## Records from a data source
--

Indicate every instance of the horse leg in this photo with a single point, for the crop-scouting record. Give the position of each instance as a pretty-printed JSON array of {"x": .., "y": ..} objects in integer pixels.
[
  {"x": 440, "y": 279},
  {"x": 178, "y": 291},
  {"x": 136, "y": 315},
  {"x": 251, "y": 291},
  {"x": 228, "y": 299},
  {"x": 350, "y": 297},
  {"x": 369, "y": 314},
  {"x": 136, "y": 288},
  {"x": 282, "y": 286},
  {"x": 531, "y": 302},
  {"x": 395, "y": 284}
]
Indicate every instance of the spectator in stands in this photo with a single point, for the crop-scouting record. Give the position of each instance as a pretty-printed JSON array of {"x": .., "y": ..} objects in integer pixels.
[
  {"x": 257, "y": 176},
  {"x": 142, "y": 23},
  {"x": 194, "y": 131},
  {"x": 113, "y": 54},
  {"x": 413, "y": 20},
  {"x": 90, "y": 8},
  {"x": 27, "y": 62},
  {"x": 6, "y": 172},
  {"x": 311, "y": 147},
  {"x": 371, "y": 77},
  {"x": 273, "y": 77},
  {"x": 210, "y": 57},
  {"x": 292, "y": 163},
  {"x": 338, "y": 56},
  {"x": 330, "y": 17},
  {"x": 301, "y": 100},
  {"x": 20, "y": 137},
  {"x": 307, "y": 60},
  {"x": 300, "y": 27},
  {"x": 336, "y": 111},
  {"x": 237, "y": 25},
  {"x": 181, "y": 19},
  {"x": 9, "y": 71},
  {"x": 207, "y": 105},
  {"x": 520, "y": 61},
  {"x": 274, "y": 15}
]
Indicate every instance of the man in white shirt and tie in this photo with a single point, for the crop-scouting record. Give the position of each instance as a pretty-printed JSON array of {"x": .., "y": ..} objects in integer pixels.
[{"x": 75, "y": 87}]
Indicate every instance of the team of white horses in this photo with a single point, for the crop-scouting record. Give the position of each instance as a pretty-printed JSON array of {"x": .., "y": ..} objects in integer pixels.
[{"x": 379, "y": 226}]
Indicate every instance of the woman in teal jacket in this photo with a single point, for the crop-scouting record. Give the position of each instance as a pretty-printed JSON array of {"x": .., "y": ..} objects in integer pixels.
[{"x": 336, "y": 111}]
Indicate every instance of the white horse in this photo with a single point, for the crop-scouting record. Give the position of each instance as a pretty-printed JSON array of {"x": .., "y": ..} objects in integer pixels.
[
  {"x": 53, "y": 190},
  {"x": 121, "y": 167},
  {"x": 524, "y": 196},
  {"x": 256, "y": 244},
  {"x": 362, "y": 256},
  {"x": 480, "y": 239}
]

--

## Task instructions
Can you restate every record above word for word?

## Answer to the problem
Indicate every instance of the horse leg in this photo with a single point, for the crop-scouting record. Give the position of each instance as a pretty-printed JSON array of {"x": .., "y": ..} objects in integer pixels.
[
  {"x": 440, "y": 279},
  {"x": 178, "y": 291},
  {"x": 136, "y": 315},
  {"x": 251, "y": 291},
  {"x": 228, "y": 299},
  {"x": 350, "y": 297},
  {"x": 369, "y": 314},
  {"x": 136, "y": 288},
  {"x": 282, "y": 286},
  {"x": 531, "y": 302},
  {"x": 395, "y": 284}
]
Indicate every instance of the spectator in stands in this photo with a single point, for the crop-scouting record. Give the position of each instance as a pretty-printed JSON array of {"x": .., "y": ..} objects in integer pixels.
[
  {"x": 257, "y": 176},
  {"x": 142, "y": 23},
  {"x": 194, "y": 131},
  {"x": 113, "y": 54},
  {"x": 413, "y": 20},
  {"x": 90, "y": 8},
  {"x": 27, "y": 62},
  {"x": 6, "y": 172},
  {"x": 311, "y": 147},
  {"x": 371, "y": 77},
  {"x": 273, "y": 77},
  {"x": 210, "y": 57},
  {"x": 292, "y": 163},
  {"x": 338, "y": 56},
  {"x": 330, "y": 17},
  {"x": 301, "y": 100},
  {"x": 20, "y": 137},
  {"x": 307, "y": 60},
  {"x": 300, "y": 27},
  {"x": 336, "y": 111},
  {"x": 237, "y": 25},
  {"x": 181, "y": 19},
  {"x": 9, "y": 71},
  {"x": 207, "y": 105},
  {"x": 520, "y": 61},
  {"x": 274, "y": 15}
]
Indicate every instance of the man in white shirt and tie in this photo with a single point, for the crop-scouting record. Give the position of each instance as a pretty-printed JSON array of {"x": .., "y": ..} objects in integer pixels.
[{"x": 75, "y": 87}]
Indicate every instance of the team of white horses in this photo with a single point, for the crop-scouting record. Give the position of each instance as a pretty-printed JSON array of {"x": .., "y": ..} objects in integer pixels.
[{"x": 379, "y": 226}]
Indicate every instance of the woman in teal jacket in this photo with a single point, for the crop-scouting record. Give the position of each instance as a pretty-printed JSON array of {"x": .., "y": ..} objects in integer pixels.
[{"x": 336, "y": 111}]
Indicate every instance of the white horse in this photo with a single point, for the crop-scouting record. Give the position of each instance as a pretty-printed JSON array of {"x": .., "y": ..} objects in integer pixels.
[
  {"x": 53, "y": 190},
  {"x": 121, "y": 167},
  {"x": 524, "y": 196},
  {"x": 256, "y": 244},
  {"x": 362, "y": 256},
  {"x": 480, "y": 239}
]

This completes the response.